DOCUMENT EXTRACT →
Seven sisters celebrate as their father who repeatedly raped them and fathered a child with one of them is jailed.
A woman who suffered ‘horrific’ abuse at the hands of her father for years has revealed how she feels the family were ‘let down’ by authorities because they were travellers.
Helen O’Donoghue, 51, was four years old when her father, James O’Reilly, 75, of Killeens, Ballynonty, Thurles, in County Tipperary, Ireland, started molesting her and she was r3ped by him four years later.
She did not know at the time that he was also abusing his younger sister and six other daughters.
O’Reilly, who fathered a child with one of his daughters when she was 16, was jailed for 20 years on 15th June after his conviction of 58 counts of r3pe and nine counts of sexual assault in December following a five-week trial.
The women were beaten, starved and degraded throughout their childhoods and lived in poverty, despite O’Reilly earning good money as a scrap and horse dealer, Dublin’s Central Criminal Court heard.
Speaking of their childhood to The Irish Times, Helen said: ‘I do believe we were let down because we are travellers.
‘Settled people, mostly they looked down on us travellers, thinking, “That’s the way they live – dirty, smelly”.
Helen spoke of how her father was ‘always well-fed’ while her and the sisters would try to ‘rob the skins’ from the leftover potatoes.
She said she was not aware she had a birthday until she received a birth certificate for her marriage aged 25.
The 51-year-old, who is the eldest of seven sisters, has spoken on behalf of the women her father abused, including his younger sister, over the 23-year period from 1977 and 2000.
Helen said she dealt with her abuse by ‘keeping silent’ before the women walked into Thurles Garda station four years ago to describe what happened to them at the hands of O’Reilly.
Speaking about the abuse, Helen said her father always drove to remote and 'isolated' places 'on purpose' as they moved around the country.
She said: 'I was four when it started – touching and feeling. We were living [then] in a horse-drawn wagon.'
She described being told she was 'worthless' and 'an ugly creature' throughout her childhood, but said it was 'worse' learning her sister was also subjected to the same abuse.
The children lived in wagons and tents in a field adjacent to a national school in Dublin for several years.

Excerpts from a dataset:
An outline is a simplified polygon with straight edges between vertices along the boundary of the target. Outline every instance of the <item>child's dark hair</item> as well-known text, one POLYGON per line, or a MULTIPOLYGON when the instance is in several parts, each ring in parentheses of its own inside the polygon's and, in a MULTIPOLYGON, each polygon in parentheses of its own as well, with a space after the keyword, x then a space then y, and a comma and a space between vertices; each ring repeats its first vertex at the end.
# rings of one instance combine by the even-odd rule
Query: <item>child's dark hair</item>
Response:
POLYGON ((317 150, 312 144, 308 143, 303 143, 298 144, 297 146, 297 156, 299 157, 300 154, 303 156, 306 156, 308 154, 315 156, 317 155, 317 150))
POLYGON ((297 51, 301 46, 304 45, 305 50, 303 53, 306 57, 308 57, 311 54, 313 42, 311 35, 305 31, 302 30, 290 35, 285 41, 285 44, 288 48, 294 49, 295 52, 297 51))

TASK DESCRIPTION →
Pick up the news report on the O'Reilly abuse case after its final sentence and write the next few paragraphs. These rows were taken from a different source than the news report.

TASK RESULT →
Helen, who spent a total of three weeks in school, including a week in Dublin before her Holy Communion, and two weeks at another school in the capital before her Confirmation, revealed how neither schools questioned her short-lived stays.
She said as child she was forced to 'stay home and cook and clean' while looking after the horses, younger children and her father's 'needs'.
Meanwhile she explained she would have 'loved to go to school'.
Meanwhile Helen also revealed she first tried to take her own life aged 12 and did so 'seven or eight times'.
The family were not questioned as to why the children, who fed themselves from 'dustbins', often went without 'underwear' and 'socks', about their wellbeing or why they were not in school.
Helen said a number of authorities including social workers, schools and the then Southeastern Health Board, witnessed the neglect but remained silent.
Meanwhile an investigation by a social worker in 1997 also failed to save the women after Helen's sister Kathleen reported the rape and sexual abuse she had suffered.
However at the time, Kathleen's sisters did not corroborate the reports at the time out of fear.
Her father went on to be convicted after one sister became pregnant, with the DNA test securing his conviction.
Helen revealed how the women feared they would not be believed by the police, but said they had been incredibly supportive throughout, and said seeing her father convicted was 'brilliant'.
The women are now seeking a public inquiry into why State actors apparently did not act, while the children were not in school and were being subject to abuse and neglect.
And they want to ask if being from a traveller community contributed to their abandonment by society and the State.